## GIVEN REQUEST
Copy out, unchanged, the lines of the material below, starting at the line that contains "sloped roof, outputting a bounding box per occurrence." and ending at the line that contains "[840,220,920,270]", with both of those lines included.

>> BEGIN THE DATA

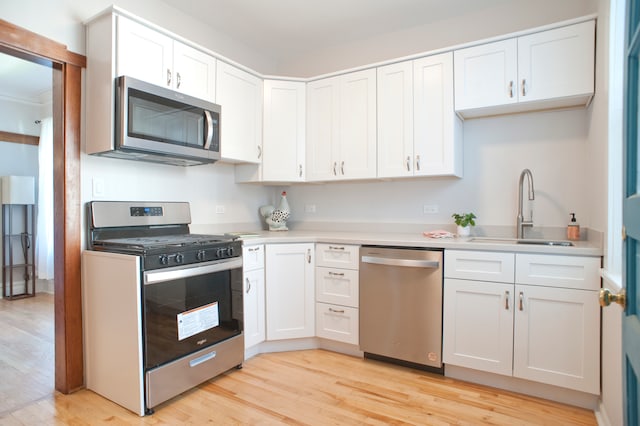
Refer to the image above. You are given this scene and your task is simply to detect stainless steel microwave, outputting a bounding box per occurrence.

>> END THE DATA
>> BEGIN THE DATA

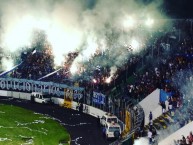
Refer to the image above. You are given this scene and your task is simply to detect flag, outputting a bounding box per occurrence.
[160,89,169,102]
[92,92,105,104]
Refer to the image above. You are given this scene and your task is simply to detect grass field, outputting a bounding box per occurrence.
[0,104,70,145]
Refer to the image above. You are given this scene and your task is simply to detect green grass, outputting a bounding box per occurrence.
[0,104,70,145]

>> END THE DATA
>> BEGIN THE DATA

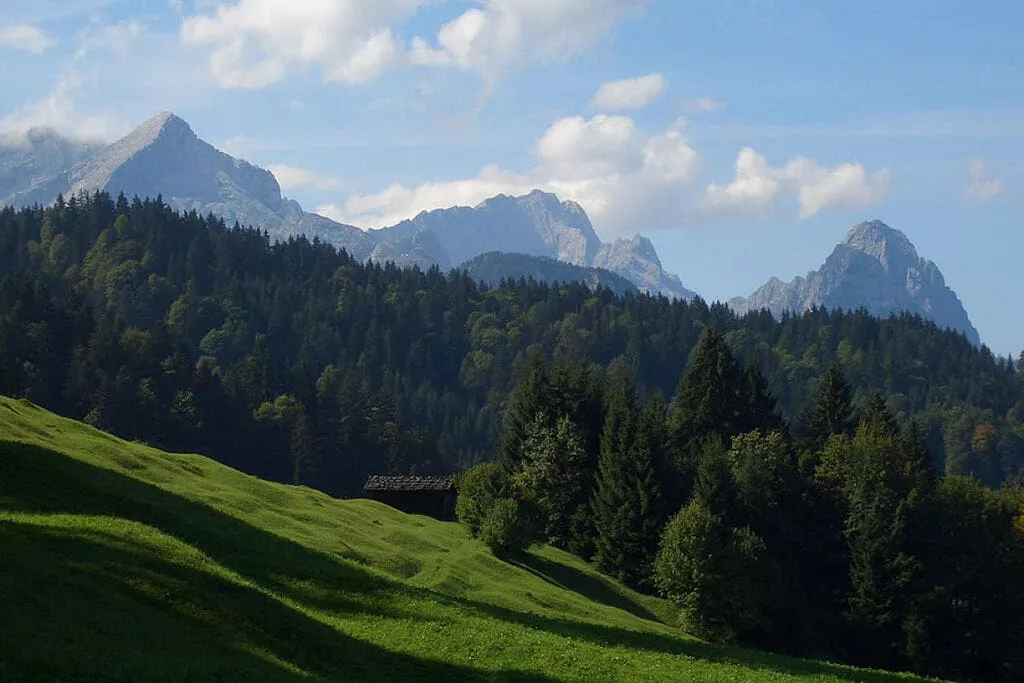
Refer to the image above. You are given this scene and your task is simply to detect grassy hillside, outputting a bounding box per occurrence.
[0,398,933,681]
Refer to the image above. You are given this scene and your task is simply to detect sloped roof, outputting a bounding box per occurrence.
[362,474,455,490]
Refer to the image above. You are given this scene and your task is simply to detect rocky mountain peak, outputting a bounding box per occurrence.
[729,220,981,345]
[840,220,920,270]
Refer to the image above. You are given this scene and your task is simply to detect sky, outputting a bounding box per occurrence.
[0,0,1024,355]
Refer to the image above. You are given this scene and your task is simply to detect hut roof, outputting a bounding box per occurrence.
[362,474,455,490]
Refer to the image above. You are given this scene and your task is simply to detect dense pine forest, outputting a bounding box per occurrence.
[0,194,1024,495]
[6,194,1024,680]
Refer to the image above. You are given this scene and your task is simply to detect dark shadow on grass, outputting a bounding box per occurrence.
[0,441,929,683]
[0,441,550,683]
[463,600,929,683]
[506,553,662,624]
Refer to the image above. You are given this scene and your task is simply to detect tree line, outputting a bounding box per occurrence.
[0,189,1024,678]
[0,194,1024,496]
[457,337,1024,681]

>> END THE DATA

## THE RESPONSE
Refer to the image above. You are given this scene and your task is simply to detect sloped roof, outputting a bounding box per occurrence.
[362,474,455,490]
Refer to the image above. You are given this scene and your task is simply to detect rocky mountain peak, outputting a bounding box per occurrence.
[729,220,981,345]
[840,220,920,270]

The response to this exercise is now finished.